**Work task**
Return only these lines, exactly: the one containing "Segment every instance of the flower" and every line after it in the listing.
+ + + + +
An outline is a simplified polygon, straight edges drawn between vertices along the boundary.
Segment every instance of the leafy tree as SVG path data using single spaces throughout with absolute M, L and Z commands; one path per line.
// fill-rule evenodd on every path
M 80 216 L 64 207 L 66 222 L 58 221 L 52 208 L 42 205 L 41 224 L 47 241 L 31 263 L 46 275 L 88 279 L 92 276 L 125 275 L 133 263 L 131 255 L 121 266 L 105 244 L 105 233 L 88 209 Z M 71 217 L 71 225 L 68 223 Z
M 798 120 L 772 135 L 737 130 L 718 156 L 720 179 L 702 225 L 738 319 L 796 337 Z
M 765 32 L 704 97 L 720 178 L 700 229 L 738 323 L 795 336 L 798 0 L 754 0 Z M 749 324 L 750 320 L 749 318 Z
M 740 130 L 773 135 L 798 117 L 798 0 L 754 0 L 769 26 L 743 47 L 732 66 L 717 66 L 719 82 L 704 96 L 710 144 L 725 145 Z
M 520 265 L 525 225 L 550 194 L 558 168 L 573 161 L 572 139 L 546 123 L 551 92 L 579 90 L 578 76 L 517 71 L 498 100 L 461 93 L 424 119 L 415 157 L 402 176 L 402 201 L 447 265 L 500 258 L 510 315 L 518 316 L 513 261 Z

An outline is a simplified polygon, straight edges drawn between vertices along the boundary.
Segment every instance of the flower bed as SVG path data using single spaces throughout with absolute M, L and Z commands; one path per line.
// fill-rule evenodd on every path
+ + + + +
**Answer area**
Segment every instance of the flower bed as SVG path data using single spaces throughout with absolute M, L and Z commands; one path per line.
// fill-rule evenodd on every path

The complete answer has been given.